◆ Задание 1 ◆
Подставьте "игре" вместо "стратегии" и приведите фрагмент текста о лучших стратегиях от "От себя хочется" до "к этой игре.".
◆ Задание 2 ◆
Что, согласно фрагменту текста о лучших стратегиях, ждет посты без аргументов и их авторов?
◆ Задание 3 ◆
Напишите продолжение фрагмента текста о лучших стратегиях, начиная сразу после его последней фразы.

··· Фрагмент текста

# Компьютерные технологии > Игры (games) > Strategy >  Лучшие стратегии

## S1mple

От себя хочется добавить, что на страницах это темы хочется увидеть не просто механическое перечисление названий вкупе со смайликом -
Есть насущная потребность видеть, как минимум, развернутый рассказ об этой стратегии. В любом случае это должно (хотелось бы, конечно же) быть подробным рассмотрением тех сторон игры, которые и делают её самой лучшей.
Донесите до других Ваши чувства к этой игре.
В будущем планируется создание топов и опроса с целью определить самую-самую.


*------------**От модератора------------
*Внимание! Просьба аргументировать свое мнение, посты без аргументов будут тереться, а авторы получат предупреждение.*
------------**От модератора------------
*

----------


## xpom12

Добрый день.

······
··· Исходный список

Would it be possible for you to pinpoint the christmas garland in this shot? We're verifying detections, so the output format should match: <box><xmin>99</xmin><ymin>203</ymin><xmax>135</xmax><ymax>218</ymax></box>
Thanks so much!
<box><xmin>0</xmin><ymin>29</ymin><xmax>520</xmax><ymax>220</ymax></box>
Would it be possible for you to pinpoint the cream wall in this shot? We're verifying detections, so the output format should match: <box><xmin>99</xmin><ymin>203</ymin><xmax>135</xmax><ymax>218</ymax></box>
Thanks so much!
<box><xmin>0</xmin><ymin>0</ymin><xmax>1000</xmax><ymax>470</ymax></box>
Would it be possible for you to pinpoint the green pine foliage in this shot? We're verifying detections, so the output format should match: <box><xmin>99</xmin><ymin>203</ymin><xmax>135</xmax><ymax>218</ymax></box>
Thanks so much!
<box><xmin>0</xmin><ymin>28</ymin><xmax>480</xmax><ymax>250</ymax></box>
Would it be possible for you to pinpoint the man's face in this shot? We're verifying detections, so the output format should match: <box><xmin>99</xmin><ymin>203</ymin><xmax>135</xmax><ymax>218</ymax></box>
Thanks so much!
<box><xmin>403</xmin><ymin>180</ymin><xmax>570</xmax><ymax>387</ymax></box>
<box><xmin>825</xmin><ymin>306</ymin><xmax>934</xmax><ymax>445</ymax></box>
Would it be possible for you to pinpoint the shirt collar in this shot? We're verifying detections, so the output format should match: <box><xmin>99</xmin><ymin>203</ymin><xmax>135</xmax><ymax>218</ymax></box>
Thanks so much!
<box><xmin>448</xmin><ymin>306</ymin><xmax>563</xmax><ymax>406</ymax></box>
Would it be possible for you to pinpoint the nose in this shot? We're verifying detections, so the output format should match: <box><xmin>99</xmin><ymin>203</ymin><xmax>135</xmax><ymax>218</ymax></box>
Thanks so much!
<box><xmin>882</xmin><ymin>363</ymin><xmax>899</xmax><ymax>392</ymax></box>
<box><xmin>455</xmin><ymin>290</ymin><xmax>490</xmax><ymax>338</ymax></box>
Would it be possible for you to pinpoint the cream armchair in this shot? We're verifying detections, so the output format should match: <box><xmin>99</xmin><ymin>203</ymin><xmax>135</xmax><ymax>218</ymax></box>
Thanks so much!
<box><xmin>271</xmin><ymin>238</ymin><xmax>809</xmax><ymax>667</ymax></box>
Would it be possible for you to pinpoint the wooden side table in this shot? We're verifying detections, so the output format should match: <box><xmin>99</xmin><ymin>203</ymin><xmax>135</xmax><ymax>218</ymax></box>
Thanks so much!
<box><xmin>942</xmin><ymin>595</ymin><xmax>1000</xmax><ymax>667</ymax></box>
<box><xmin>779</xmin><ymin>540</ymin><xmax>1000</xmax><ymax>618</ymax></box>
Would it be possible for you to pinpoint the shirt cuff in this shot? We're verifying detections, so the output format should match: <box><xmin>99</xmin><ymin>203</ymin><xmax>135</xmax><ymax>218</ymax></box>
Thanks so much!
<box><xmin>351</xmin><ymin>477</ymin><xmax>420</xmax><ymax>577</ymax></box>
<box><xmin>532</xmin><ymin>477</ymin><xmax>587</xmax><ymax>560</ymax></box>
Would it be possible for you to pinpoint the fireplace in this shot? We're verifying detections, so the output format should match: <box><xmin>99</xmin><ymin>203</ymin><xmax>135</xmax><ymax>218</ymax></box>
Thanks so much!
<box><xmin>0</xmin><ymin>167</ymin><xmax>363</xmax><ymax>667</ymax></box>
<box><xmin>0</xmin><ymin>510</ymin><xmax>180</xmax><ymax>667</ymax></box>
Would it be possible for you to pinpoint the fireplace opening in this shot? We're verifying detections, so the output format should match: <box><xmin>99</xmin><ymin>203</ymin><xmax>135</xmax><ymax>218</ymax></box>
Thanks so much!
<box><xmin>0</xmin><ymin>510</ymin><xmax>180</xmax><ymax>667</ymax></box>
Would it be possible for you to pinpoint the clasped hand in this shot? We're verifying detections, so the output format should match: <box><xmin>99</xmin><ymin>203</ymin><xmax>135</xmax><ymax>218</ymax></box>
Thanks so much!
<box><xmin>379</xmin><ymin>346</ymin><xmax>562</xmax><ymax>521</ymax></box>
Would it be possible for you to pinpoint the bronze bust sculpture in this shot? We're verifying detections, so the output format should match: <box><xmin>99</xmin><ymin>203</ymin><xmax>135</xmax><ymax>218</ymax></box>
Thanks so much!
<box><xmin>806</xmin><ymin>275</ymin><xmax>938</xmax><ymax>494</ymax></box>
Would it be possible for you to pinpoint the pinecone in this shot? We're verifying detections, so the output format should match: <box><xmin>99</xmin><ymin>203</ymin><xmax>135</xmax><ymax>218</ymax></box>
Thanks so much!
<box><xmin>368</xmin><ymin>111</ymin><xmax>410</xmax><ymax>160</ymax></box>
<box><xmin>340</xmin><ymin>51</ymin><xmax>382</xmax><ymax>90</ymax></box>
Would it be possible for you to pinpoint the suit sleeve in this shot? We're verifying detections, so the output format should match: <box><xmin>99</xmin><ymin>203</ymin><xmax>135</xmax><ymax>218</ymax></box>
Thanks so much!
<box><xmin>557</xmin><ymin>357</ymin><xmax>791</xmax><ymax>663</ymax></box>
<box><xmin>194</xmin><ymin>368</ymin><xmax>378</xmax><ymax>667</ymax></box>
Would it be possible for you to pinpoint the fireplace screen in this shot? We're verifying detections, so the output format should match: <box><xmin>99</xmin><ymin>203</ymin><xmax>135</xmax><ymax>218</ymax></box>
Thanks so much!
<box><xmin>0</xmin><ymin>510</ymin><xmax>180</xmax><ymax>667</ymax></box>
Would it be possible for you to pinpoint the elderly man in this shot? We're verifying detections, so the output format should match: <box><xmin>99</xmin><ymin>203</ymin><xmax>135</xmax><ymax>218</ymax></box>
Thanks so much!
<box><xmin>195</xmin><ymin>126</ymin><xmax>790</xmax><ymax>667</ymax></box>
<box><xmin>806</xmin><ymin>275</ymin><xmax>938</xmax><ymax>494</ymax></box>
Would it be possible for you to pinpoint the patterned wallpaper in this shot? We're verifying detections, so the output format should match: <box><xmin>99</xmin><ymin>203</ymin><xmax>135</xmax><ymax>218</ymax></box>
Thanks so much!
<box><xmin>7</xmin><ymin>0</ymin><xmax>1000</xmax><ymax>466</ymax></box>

······

◆ Ответ 1 ◆
От себя хочется добавить, что на страницах это темы хочется увидеть не просто механическое перечисление названий вкупе со смайликом -
Есть насущная потребность видеть, как минимум, развернутый рассказ об этой игре. В любом случае это должно (хотелось бы, конечно же) быть подробным рассмотрением тех сторон игры, которые и делают её самой лучшей.
Донесите до других Ваши чувства к этой игре.

◆ Ответ 2 ◆
Посты без аргументов будут тереться, а их авторы получат предупреждение.

◆ Ответ 3 ◆
Стратегия Mlgame  очь инетесная, а главное возможен вывод игровой волюты чж, вообще жанр игры военно-политическая стратегия, напоминает Героев.. Отстраиваеш замок .нанимаеш вояков, и дальше войны. Главное не нарватся на более сильного игрока, ибо может полностью уничтожить.

----------


## Hrisard

Пожалуй для меня лучшей стратежкой была и будет Радалер и Генералы)

----------


## Shahir_iz_ada

Так залип во второй медиваль, что остальное даже пробовать некогда) подскажите аналоги, которые точно вкатят, ну кроме модов и дополнений

----------


## garrigreen

А мне все стратегии нравятся,с детства мой любимый жанр игр.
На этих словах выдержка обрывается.